## START Raw data

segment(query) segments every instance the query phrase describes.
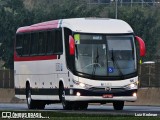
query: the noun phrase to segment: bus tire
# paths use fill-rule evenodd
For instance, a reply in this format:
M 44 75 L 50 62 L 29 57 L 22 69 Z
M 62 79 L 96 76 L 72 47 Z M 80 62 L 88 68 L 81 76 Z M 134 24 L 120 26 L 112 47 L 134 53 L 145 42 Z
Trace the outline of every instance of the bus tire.
M 114 110 L 123 110 L 124 101 L 113 102 L 113 107 L 114 107 Z
M 29 85 L 26 87 L 26 99 L 27 99 L 28 109 L 36 109 L 36 102 L 32 100 L 31 89 Z
M 59 96 L 60 96 L 60 100 L 62 102 L 63 109 L 64 110 L 71 110 L 72 109 L 72 103 L 65 100 L 65 89 L 64 89 L 63 84 L 60 85 Z
M 37 109 L 44 109 L 45 108 L 45 103 L 43 101 L 34 101 L 36 104 Z
M 81 102 L 79 108 L 80 108 L 80 110 L 87 110 L 87 108 L 88 108 L 88 103 L 87 103 L 87 102 Z

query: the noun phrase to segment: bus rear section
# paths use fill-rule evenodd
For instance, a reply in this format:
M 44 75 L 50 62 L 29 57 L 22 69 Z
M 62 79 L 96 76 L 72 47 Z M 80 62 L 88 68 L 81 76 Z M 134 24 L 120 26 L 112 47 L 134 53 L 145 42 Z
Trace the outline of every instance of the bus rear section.
M 55 25 L 53 23 L 55 21 L 39 23 L 29 28 L 36 26 L 38 28 L 35 32 L 42 31 L 44 28 L 40 28 L 41 25 L 51 28 L 48 25 Z M 27 68 L 24 73 L 16 72 L 15 86 L 17 91 L 27 91 L 17 92 L 17 97 L 26 97 L 29 108 L 44 108 L 45 104 L 62 102 L 64 109 L 87 109 L 88 103 L 113 103 L 115 110 L 122 110 L 125 101 L 137 100 L 136 41 L 139 43 L 141 57 L 145 56 L 145 44 L 134 35 L 126 22 L 74 18 L 58 20 L 56 27 L 52 29 L 60 29 L 60 34 L 55 32 L 51 36 L 59 35 L 60 39 L 57 40 L 62 42 L 53 44 L 59 46 L 57 43 L 61 43 L 62 49 L 61 52 L 50 54 L 55 56 L 54 59 L 46 57 L 34 62 L 33 59 L 32 62 L 15 62 L 16 71 L 19 67 L 22 70 Z M 20 28 L 18 31 L 27 31 L 23 33 L 25 35 L 28 31 L 33 32 L 29 28 Z M 44 33 L 48 32 L 46 28 Z M 46 41 L 50 38 L 48 35 L 46 33 L 44 37 Z M 39 69 L 32 71 L 35 67 Z M 20 80 L 24 75 L 24 80 Z M 36 76 L 34 80 L 33 76 Z M 42 85 L 36 86 L 35 83 Z M 29 84 L 29 89 L 26 84 Z

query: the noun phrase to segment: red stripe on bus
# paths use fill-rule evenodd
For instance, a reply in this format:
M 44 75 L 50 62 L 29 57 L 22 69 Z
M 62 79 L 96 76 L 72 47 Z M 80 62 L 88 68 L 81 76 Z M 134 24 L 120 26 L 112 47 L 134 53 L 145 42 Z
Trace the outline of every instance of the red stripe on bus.
M 58 22 L 59 20 L 53 20 L 53 21 L 34 24 L 31 26 L 21 27 L 17 30 L 16 33 L 50 30 L 50 29 L 58 28 Z
M 57 59 L 57 55 L 29 56 L 29 57 L 19 57 L 14 55 L 14 61 L 39 61 L 39 60 L 52 60 L 52 59 Z

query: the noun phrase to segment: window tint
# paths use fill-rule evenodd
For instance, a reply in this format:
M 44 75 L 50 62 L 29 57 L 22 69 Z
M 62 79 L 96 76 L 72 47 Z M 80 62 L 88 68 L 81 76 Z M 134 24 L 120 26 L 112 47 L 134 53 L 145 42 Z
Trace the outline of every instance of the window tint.
M 31 33 L 31 47 L 30 55 L 34 56 L 38 54 L 38 33 Z
M 39 41 L 38 41 L 38 48 L 39 48 L 39 55 L 44 55 L 46 53 L 46 42 L 47 42 L 47 36 L 46 32 L 40 32 L 39 33 Z
M 48 31 L 47 32 L 47 54 L 53 54 L 53 48 L 54 48 L 54 31 Z
M 23 36 L 23 56 L 29 55 L 30 47 L 30 34 L 25 34 Z
M 17 34 L 16 51 L 19 56 L 62 54 L 62 32 L 60 29 Z
M 16 36 L 16 51 L 19 56 L 22 56 L 22 48 L 23 48 L 23 35 Z

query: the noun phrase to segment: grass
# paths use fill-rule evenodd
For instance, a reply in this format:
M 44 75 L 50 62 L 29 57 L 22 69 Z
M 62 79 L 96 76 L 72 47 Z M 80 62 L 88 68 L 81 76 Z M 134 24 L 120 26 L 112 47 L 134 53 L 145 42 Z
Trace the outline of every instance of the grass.
M 0 111 L 0 116 L 2 115 Z M 88 113 L 64 113 L 63 111 L 7 111 L 14 113 L 41 113 L 43 117 L 49 117 L 50 120 L 159 120 L 158 117 L 138 117 L 134 115 L 112 115 L 106 114 L 88 114 Z M 30 119 L 28 119 L 30 120 Z M 31 119 L 32 120 L 32 119 Z M 34 119 L 33 119 L 34 120 Z M 42 119 L 41 119 L 42 120 Z M 47 119 L 46 119 L 47 120 Z

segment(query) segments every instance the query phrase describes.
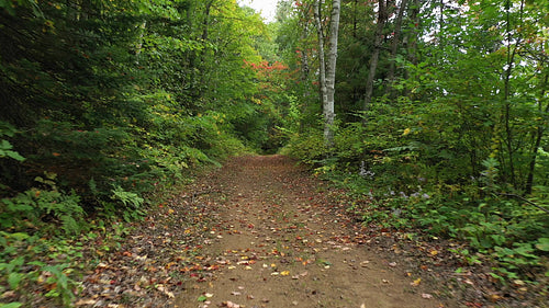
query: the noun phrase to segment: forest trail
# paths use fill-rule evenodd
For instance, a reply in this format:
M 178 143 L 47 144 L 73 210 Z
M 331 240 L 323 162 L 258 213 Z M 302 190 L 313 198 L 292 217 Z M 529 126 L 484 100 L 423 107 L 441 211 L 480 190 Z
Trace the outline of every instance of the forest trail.
M 197 256 L 206 270 L 183 282 L 176 307 L 450 307 L 289 158 L 236 158 L 195 187 L 192 204 L 211 219 Z

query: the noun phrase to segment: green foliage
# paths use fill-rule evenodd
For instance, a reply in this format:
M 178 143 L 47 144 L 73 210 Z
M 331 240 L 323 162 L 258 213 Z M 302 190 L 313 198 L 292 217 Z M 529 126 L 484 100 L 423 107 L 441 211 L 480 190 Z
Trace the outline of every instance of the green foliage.
M 27 285 L 34 284 L 35 290 L 43 292 L 43 296 L 56 298 L 56 303 L 66 307 L 75 299 L 78 284 L 70 275 L 72 270 L 69 267 L 74 266 L 71 262 L 82 258 L 78 246 L 66 241 L 49 241 L 25 232 L 0 231 L 0 286 L 5 285 L 12 292 L 21 293 Z M 56 260 L 56 264 L 46 264 L 46 259 Z

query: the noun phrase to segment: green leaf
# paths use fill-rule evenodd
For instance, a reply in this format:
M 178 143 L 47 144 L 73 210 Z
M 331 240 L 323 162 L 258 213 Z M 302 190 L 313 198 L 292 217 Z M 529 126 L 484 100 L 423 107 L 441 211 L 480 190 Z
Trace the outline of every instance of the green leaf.
M 0 304 L 0 308 L 19 308 L 21 306 L 23 306 L 21 303 Z
M 549 251 L 549 238 L 539 238 L 536 248 L 541 251 Z
M 25 275 L 21 273 L 10 273 L 8 275 L 8 284 L 10 285 L 10 288 L 16 289 L 24 276 Z

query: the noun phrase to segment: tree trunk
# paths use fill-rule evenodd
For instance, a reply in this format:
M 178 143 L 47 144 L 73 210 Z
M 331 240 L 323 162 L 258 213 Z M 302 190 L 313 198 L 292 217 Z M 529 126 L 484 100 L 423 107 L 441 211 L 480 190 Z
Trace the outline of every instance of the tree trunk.
M 316 0 L 314 2 L 314 21 L 316 24 L 316 34 L 318 36 L 318 82 L 320 82 L 320 92 L 321 92 L 321 104 L 323 107 L 326 104 L 327 99 L 327 89 L 326 89 L 326 61 L 324 60 L 324 32 L 322 30 L 321 22 L 321 0 Z
M 336 62 L 337 62 L 337 36 L 339 32 L 339 15 L 341 11 L 341 0 L 334 0 L 332 7 L 332 20 L 329 22 L 329 52 L 328 67 L 326 76 L 326 101 L 324 102 L 324 140 L 328 147 L 334 144 L 334 112 L 335 84 L 336 84 Z
M 549 79 L 549 76 L 546 75 L 546 78 L 544 80 L 544 84 L 541 87 L 540 98 L 545 98 L 545 95 L 547 94 L 548 79 Z M 546 109 L 542 110 L 541 102 L 539 102 L 539 111 L 548 114 L 549 113 L 549 103 L 547 104 Z M 539 146 L 541 145 L 541 139 L 544 138 L 544 133 L 545 133 L 544 127 L 541 125 L 539 125 L 538 128 L 536 129 L 536 141 L 534 142 L 534 146 L 531 149 L 531 158 L 530 158 L 530 163 L 528 166 L 528 176 L 526 179 L 526 186 L 525 186 L 525 191 L 524 191 L 525 195 L 531 194 L 531 187 L 534 186 L 534 171 L 536 170 L 536 159 L 538 156 Z
M 399 14 L 396 15 L 396 21 L 394 22 L 394 35 L 393 42 L 391 43 L 391 65 L 389 66 L 389 72 L 386 76 L 386 88 L 385 94 L 389 94 L 392 90 L 392 83 L 394 80 L 394 71 L 396 69 L 396 52 L 399 49 L 399 42 L 401 37 L 402 30 L 402 16 L 407 7 L 407 0 L 402 0 L 401 8 L 399 9 Z
M 379 53 L 381 49 L 383 27 L 386 20 L 386 5 L 385 0 L 379 0 L 378 9 L 378 25 L 376 26 L 374 38 L 373 38 L 373 53 L 370 59 L 370 72 L 368 73 L 368 80 L 366 81 L 366 95 L 362 111 L 368 111 L 370 109 L 370 103 L 372 101 L 373 92 L 373 78 L 376 77 L 376 70 L 378 69 Z M 363 122 L 366 122 L 366 116 Z

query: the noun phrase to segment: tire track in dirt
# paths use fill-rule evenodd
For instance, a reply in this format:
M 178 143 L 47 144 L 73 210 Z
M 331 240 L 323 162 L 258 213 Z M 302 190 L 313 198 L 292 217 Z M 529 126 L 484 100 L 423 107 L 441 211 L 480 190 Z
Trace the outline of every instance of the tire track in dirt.
M 236 158 L 200 182 L 222 192 L 195 201 L 214 204 L 201 258 L 217 270 L 176 307 L 449 307 L 371 251 L 291 159 Z

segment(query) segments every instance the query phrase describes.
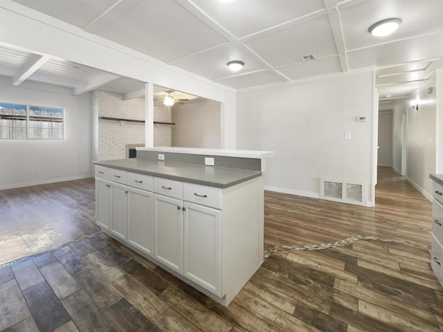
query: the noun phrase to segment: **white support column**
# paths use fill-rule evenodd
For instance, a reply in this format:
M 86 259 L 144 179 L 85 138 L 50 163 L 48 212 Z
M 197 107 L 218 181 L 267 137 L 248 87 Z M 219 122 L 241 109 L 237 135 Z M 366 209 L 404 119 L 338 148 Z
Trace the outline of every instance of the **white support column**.
M 145 146 L 154 147 L 154 84 L 145 84 Z
M 225 92 L 224 102 L 220 109 L 220 147 L 235 149 L 237 143 L 237 95 L 235 92 Z

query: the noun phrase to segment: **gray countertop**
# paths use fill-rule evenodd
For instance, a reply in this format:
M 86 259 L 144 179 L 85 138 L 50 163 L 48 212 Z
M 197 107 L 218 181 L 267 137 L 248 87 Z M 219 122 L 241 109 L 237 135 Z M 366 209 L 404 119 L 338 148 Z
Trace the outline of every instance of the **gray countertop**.
M 443 185 L 443 174 L 429 174 L 429 177 L 439 185 Z
M 94 165 L 218 188 L 227 188 L 262 175 L 260 171 L 137 158 L 97 161 Z

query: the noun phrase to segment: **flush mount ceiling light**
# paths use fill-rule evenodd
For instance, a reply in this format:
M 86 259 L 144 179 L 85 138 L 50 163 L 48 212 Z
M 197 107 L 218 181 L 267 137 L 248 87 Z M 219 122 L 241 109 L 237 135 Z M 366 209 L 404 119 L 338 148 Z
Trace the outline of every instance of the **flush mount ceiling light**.
M 243 66 L 244 66 L 244 62 L 242 61 L 235 60 L 228 62 L 228 66 L 232 71 L 238 71 L 243 68 Z
M 368 31 L 377 37 L 387 36 L 395 31 L 401 23 L 401 19 L 398 18 L 382 19 L 370 26 Z
M 163 99 L 163 104 L 165 106 L 173 106 L 175 100 L 172 97 L 168 95 L 165 96 L 165 99 Z

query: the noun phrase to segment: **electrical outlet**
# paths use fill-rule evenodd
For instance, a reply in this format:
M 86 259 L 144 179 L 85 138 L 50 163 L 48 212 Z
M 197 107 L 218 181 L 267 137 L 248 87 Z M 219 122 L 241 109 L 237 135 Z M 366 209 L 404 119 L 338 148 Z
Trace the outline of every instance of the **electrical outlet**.
M 205 165 L 207 166 L 214 166 L 214 158 L 205 157 Z

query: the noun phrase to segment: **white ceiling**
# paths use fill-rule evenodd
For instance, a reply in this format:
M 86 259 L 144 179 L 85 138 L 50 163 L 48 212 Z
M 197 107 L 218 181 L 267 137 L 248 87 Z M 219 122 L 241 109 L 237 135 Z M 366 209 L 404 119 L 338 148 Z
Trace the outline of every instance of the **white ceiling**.
M 442 0 L 15 1 L 235 89 L 375 66 L 381 99 L 399 98 L 443 64 Z M 395 33 L 368 33 L 389 17 L 403 20 Z M 297 61 L 309 54 L 317 59 Z M 234 74 L 230 60 L 245 66 Z M 52 77 L 78 93 L 91 86 L 122 94 L 143 89 L 142 82 L 0 48 L 0 75 L 17 77 L 33 63 L 38 68 L 27 79 Z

## END Raw data

■ **Set exercise**
Format the part of the records that opens with the line containing "query: the noun phrase to segment: red" and closes with the line containing "M 16 36 L 16" as a numbered list, leaving out any blank lines.

■ **Correct answer**
1. query: the noun phrase to segment: red stripe on bus
2. # paths use fill-rule evenodd
3. For instance, a reply in this format:
4. M 44 75 L 50 62 L 29 57 L 22 69 Z
5. M 62 79 L 96 76 L 72 47 Z M 80 62 L 88 68 L 81 76 Z M 134 24 L 120 26 L 112 47 L 134 53 L 145 42 Z
6. Trace the outline of every instance of the red stripe on bus.
7. M 58 22 L 59 20 L 53 20 L 53 21 L 34 24 L 31 26 L 21 27 L 17 30 L 16 33 L 50 30 L 50 29 L 58 28 Z
8. M 57 59 L 57 55 L 29 56 L 29 57 L 19 57 L 14 55 L 14 61 L 39 61 L 39 60 L 52 60 L 52 59 Z
9. query: the noun phrase to segment: window tint
10. # paths use fill-rule evenodd
11. For instance, a reply in this format:
12. M 44 75 L 50 62 L 29 57 L 22 69 Z
13. M 62 79 L 96 76 L 72 47 Z M 80 62 L 88 68 L 81 76 Z M 134 24 L 120 26 L 112 47 L 134 53 L 145 42 Z
14. Trace the outline of every instance of the window tint.
15. M 31 33 L 31 47 L 30 55 L 34 56 L 38 54 L 38 33 Z
16. M 39 41 L 38 41 L 38 48 L 39 48 L 39 55 L 44 55 L 46 53 L 46 42 L 47 42 L 47 36 L 46 32 L 40 32 L 39 33 Z
17. M 48 31 L 47 32 L 47 54 L 53 54 L 53 48 L 54 48 L 54 31 Z
18. M 23 36 L 23 56 L 29 55 L 30 47 L 30 34 L 25 34 Z
19. M 17 34 L 16 51 L 19 56 L 62 54 L 62 32 L 60 29 Z
20. M 16 36 L 16 51 L 19 56 L 22 56 L 22 48 L 23 48 L 23 35 Z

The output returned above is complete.